Assigned task 1:
What three focal points does the estate planning article say a good estate plan should consider?
Assigned task 2:
Go on with the estate planning article, starting right after its final sentence.

Study text:
Written by Robert T. Nickerson
Estate planning doesn't just affect the people you want to address like your family; it can affect the family for generations in the long run. A good example of this is from the founding father and first president, George Washington. According to his will and last testament of 1799, George Washington granted "use, profit, and benefit" of his property to his "dearly beloved wife Martha Washington." He also set up to finance the creation of an orphan school, forgive many debts from family members, had set aside accounts for the creation of the Washington & Lee University and had arrangements made for those close to him to be cared for.
It was the goal of Washington to use what he's built to provide for the people he cared for, deal with any business debts, and be charitable to the needy. Even after 200 years, Washington's estate plan holds up and can apply for the modern era in the way families should consider with their own plans.
Washington was open about the displeasure of creating such a document, one that reads at over 5,500 words… which is about nine pages, single spaced. But it's still impressive to at least see how close modern estate plans cone to it.
Admittedly, creating an estate plan is no Disneyland vacation; it can be expensive and time consuming. We can still take a history lesson from Washington, as he wrote it. This gives us a glimpse into his thoughts and where he wanted his legacy to go when he was gone.
Every estate plan should cater to yourself and the people you care about. A good estate plan should be reflective about your own legacy and what it's going to mean to everyone else. This could mean setting something up for someone with special needs or even setting aside assets to go to your heirs.
In order to ensure a lasting legacy and ease of mind, a good estate plan should consider three focal points in order to have something as effective as Washington had planned; Communication, clarity, and customization.
The first involving communication is meant for your family. Don't get me wrong; a proper estate plan will have a lot of language that will come off as technical and is meant to follow the rule of the law and court, ensuring that on paper, things are going without trouble. But who is the estate plan for? Your lawyers or your family? If you answered family, your correct!
Before walking into an office to declare you want an estate plan, its important for both spouses to have the right information about their families. Both people need to be involved in drafting the documents and being in contact with those that their responsible for. By talking to get all sides of the story, a family can understand what needs to be addressed and put within an estate plan before it's too late.
Where does the role of clarity come in? For the second recommendation, I refer to the words "will" and "last testament". For some people, this is all their going to need to fufil their legacy needs. But what about families where things are not as clear? Are they going to need more? Probably. Clarity refers to the idea of having all areas that need addressing down on paper. This is when I would refer to other documents like "personal statement of intent" or "letter of wishes". While a will is a registered document under specific probate laws, a personal statement of intent can be accessible to the people set up under it.

Point-per-instance localization listing:
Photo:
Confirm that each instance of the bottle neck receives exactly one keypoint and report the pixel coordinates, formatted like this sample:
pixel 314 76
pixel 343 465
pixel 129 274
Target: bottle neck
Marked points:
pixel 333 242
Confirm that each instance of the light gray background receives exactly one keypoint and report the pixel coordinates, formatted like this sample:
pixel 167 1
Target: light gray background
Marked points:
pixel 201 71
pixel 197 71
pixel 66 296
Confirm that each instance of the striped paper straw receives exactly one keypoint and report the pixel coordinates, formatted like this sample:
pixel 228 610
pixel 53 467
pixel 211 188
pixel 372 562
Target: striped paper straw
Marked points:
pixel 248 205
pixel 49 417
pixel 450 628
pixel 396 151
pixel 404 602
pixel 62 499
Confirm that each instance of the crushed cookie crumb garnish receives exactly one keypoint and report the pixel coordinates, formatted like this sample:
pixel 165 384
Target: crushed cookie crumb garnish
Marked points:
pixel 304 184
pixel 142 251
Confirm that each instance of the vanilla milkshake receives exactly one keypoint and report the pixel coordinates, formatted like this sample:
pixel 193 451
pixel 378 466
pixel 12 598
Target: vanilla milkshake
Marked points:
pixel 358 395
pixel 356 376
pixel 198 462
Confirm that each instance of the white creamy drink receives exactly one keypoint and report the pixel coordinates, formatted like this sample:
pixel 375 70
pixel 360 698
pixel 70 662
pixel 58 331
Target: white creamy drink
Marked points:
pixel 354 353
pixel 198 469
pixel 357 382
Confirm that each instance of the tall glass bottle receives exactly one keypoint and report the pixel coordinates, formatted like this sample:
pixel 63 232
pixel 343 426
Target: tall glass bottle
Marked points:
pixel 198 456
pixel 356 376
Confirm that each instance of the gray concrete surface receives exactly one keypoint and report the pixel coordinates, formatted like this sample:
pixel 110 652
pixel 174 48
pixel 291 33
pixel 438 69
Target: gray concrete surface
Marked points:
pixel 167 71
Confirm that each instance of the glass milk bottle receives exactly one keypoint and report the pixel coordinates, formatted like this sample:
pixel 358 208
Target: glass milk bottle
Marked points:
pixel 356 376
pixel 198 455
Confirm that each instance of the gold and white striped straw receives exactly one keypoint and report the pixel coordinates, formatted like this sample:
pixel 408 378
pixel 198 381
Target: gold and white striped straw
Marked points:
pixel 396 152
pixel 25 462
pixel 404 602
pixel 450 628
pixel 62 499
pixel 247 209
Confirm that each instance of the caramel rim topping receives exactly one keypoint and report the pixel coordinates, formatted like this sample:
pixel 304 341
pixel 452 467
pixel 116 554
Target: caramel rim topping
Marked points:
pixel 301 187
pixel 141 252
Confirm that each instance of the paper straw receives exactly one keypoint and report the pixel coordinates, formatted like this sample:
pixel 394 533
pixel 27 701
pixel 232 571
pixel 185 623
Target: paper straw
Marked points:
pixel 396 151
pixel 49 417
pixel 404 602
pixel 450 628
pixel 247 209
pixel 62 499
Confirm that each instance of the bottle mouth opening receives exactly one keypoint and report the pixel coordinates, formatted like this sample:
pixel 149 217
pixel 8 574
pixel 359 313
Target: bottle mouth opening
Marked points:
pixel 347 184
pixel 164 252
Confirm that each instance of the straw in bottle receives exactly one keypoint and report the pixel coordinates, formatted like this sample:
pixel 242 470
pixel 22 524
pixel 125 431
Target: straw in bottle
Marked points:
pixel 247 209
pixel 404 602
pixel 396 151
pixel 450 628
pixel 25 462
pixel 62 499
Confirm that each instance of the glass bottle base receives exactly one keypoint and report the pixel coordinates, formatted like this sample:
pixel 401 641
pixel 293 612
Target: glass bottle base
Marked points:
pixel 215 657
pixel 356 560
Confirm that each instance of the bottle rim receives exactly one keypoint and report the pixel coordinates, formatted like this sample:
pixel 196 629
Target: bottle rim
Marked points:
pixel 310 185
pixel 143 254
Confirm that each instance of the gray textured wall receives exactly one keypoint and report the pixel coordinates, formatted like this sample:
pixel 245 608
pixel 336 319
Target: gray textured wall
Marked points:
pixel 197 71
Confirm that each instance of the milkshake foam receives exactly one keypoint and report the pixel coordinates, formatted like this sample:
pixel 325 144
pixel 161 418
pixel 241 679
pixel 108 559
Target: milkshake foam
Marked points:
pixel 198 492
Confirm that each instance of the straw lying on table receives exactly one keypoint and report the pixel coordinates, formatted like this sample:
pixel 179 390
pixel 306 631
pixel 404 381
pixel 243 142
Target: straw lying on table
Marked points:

Exercise answer 1:
Communication, clarity, and customization.

Exercise answer 2:
Something like a personal statement of intent can do a lot of things. For example, if your dividing your assets unequally, this can be a chance to clarify your not favoring one heir or the other, but rather have a good reason for doing so. This could prevent a family battle in court in probate. Another example could deal with vacation homes. A statement of intent could say that you want your family to continue using it for generations rather then selling it.
Clarity is important for families with nontraditional structures or are involved in situations that could appear unfair.
The last, which applies for everyone is customization. No estate plan is the same as each family is going to have several factors play a part; Your assets, your property, your family, any disabilities, and even the nature of your death. All of these things are yours and an estate plan will revolve around most of it. It's important to work with a lawyer or advisor who is experienced with such matters.
Let's say you have someone in the family who has special needs. Their going to worry about whose going to care for that person once the parents are gone. If someone doesn't want the responsibility, then a fiduciary is usually hired to ensure the guardianship and their financial position. An estate plan needs to verify this kind of setup with a customization that a lawyer can take care of.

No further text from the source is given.